[Extract]
++++++++

1

I am trying to parse xml file with VTDGen library. It was perfect to parse xml till I am having trouble with over 1GB xml File.

This is a code how I parse it.

            VTDGen vg = new VTDGen();
            in = new SmbFileInputStream(fileToGet);
            byte[] b = new byte[(int) fileToGet.length()];
            in.read(b);             
            vg.setDoc(b);
            vg.parse(true);

This is an error I get it.

com.ximpleware.ParseException: Other error: file size too big >=1GB 

Is there any way I can increase size or should I write a code with a another parser?

Thank you in advance.

++++++++

[Records]
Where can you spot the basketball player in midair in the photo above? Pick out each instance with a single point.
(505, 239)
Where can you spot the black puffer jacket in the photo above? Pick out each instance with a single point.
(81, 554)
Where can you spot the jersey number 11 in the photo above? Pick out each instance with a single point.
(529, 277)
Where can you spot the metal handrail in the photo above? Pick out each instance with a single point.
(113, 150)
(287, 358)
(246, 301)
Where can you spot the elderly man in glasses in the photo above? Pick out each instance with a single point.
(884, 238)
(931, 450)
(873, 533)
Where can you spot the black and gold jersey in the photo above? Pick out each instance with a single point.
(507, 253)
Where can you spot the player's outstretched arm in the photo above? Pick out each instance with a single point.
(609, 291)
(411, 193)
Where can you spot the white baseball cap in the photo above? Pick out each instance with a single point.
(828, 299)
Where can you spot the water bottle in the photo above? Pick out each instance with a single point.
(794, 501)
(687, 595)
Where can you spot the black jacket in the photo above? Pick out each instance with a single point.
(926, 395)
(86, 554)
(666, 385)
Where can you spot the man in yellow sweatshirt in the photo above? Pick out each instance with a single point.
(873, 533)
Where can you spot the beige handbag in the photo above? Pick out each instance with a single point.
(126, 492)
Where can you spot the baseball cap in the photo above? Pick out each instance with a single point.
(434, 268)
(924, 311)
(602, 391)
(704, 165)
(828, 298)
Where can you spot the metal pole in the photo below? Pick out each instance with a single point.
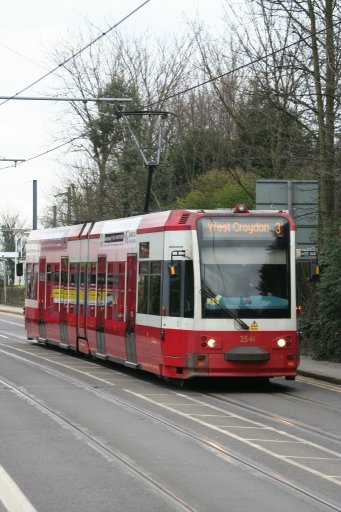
(5, 287)
(69, 205)
(54, 222)
(35, 196)
(149, 188)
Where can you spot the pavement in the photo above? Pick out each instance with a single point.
(322, 370)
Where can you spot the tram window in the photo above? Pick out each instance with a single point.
(181, 291)
(189, 290)
(149, 287)
(31, 280)
(175, 292)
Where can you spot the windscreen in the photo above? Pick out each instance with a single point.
(244, 264)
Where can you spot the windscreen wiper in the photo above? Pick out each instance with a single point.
(210, 295)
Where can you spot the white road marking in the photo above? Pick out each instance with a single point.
(13, 499)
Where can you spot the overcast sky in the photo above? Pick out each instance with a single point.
(29, 34)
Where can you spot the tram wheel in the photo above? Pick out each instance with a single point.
(177, 383)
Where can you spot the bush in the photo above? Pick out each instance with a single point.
(323, 326)
(15, 296)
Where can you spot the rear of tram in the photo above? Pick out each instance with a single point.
(246, 326)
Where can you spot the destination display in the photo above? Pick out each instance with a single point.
(242, 228)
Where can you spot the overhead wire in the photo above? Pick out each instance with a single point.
(243, 66)
(62, 64)
(179, 93)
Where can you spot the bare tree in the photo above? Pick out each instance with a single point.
(294, 48)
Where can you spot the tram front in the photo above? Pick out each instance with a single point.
(247, 285)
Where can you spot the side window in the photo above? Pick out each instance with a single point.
(149, 287)
(181, 289)
(31, 281)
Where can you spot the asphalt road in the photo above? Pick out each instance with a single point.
(79, 435)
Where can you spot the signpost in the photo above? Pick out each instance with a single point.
(300, 197)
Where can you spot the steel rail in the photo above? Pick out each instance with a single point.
(196, 437)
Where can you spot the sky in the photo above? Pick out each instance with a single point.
(29, 35)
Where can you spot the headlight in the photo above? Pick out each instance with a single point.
(281, 343)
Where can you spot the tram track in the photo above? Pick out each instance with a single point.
(99, 446)
(274, 417)
(204, 441)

++++++++

[Set task 1]
In the post about parsing a large XML file with VTDGen, what error message does the parser give?
[Set task 2]
Extend the post about parsing a large XML file with VTDGen, picking up after its final line.

[Final result 1]
com.ximpleware.ParseException: Other error: file size too big >=1GB

[Final result 2]
Tobias Roland
  • 1,182
  • 1
  • 13
  • 35
draford
  • 243
  • 1
  • 3
  • 15

2 Answers2

1

read about the limitations of VTD:

  • Upper limits of various fields: (1) For starting tags (the max Qname length is 2048; the prefix 512), overflow conditions result in parse exceptions. For other tokens (upper limit is 1M), one can potentially break a long token into multiple shorter ones.(2) Depth field overflow condition results in parse exceptions. (3) Starting offset: Currently the biggest document supported is 1G characters (1G bytes or 2G bytes, depending on actual document encoding).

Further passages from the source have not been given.